There was strong interest and many questions from farmers on the issue of abortion in sheep.

According to Ronan Gallagher, 30% of all lamb losses before and during lambing are due to abortion, and analysis by regional veterinary laboratories shows toxoplasmosis and enzootic abortion (EAE) to be the leading causes of abortion in sheep.

I come across abortion outbreaks every year and, in severe cases, up to 30% of ewes can be affected.

“Between abortions, lambs dying soon after birth and barren ewes, many farmers accept losses of up to 10%. Anything above 2% is likely to be due to an infectious cause and should be investigated.

“Arrange for your vet to take swabs or send foetuses and placentae to the laboratory for analysis. Blood samples can also be taken from ewes,” said Ronan.

Toxoplasmosis a leading cause

Toxoplasmosis, caused by a microscopic parasite Toxoplasma gondii (T. gondii), is most commonly caused by contaminated cat faeces in feed, bedding or manure or directly on to pasture.

■ ■ ■ ■ ■

Things to do
1 – Summarize the excerpt on abortion in sheep in two sentences.
2 – Write the next part of the excerpt on abortion in sheep, picking up after its final sentence.

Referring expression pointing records
■ ■ ■ ■ ■

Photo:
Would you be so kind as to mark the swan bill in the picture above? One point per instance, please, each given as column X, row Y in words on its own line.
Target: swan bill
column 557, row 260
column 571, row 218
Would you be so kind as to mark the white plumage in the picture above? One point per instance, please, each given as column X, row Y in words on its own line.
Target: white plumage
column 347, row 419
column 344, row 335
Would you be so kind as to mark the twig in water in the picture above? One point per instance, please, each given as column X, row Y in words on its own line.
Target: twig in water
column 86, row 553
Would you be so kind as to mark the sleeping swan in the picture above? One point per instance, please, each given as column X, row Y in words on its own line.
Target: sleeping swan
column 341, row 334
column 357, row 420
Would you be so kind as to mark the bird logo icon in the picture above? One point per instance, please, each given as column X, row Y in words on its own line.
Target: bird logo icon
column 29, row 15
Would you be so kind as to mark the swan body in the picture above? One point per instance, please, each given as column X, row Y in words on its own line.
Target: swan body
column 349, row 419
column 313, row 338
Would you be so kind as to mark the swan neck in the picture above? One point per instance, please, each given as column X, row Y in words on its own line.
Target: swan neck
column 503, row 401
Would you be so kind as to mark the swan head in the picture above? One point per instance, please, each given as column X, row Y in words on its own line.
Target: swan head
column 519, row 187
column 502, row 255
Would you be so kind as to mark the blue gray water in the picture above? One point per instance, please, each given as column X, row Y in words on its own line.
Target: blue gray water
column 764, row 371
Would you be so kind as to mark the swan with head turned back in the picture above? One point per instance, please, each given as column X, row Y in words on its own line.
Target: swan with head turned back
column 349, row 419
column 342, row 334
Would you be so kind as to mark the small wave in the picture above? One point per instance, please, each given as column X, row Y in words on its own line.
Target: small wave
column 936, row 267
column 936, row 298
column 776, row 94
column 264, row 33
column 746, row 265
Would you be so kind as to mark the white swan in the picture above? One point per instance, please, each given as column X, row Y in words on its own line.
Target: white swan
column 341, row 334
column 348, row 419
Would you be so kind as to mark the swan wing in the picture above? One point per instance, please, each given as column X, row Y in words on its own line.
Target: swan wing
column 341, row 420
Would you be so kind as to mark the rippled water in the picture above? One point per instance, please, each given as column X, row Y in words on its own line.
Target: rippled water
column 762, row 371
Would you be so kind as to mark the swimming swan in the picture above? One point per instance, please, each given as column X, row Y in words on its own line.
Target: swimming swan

■ ■ ■ ■ ■

Responses
1 – Ronan Gallagher says abortion causes 30% of lamb losses before and during lambing, and regional veterinary laboratories identify toxoplasmosis and enzootic abortion as its leading causes. He advises that losses above 2% are likely due to an infectious cause and should be investigated by having a vet take swabs or blood samples, or send fetuses and placentas to a laboratory.

2 –
Teagasc advisor John Noonan addressing attendees at the opening of the sheep health event on the farm of Jimmy Garrivan, Belclare, Westport

“A single cat dropping can contain enough eggs to infect more than 100 ewes and almost 75% of ewes are believed to come in contact with T. gondii during their lifetime,” said Suzanne Naughton.

Suzanne said symptoms can include barren sheep, abortions, stillbirths, weakly lambs and mummified foetuses.

“Vaccination is the only way to effectively build uniform immunity to toxoplasmosis. As older ewes are more likely than younger ewes to have already been in contact with T. gondii, it may be an option to vaccinate the younger sheep and then vaccinate all replacements as they enter the flock.

“Where the risk of infection is high on a heavily contaminated farm populated with previously unexposed sheep, initial whole flock vaccination is cost effective,” advised Suzanne.

Enzootic abortion can be devastating

An outbreak of EAE, caused by a bacteria-type organism called Chlamydophila abortus, can result in up to 30% of sheep aborting.

The disease is usually caused by infected bought-in replacements but it can also be spread by wildlife carrying infected placentae from farm to farm. Unlike toxoplasmosis, it is highly infectious and is spread from sheep to sheep.

“When a ewe aborts she sheds large numbers of organisms, which can infect any in-contact ewe or lamb. These newly infected sheep will not show any signs of infection.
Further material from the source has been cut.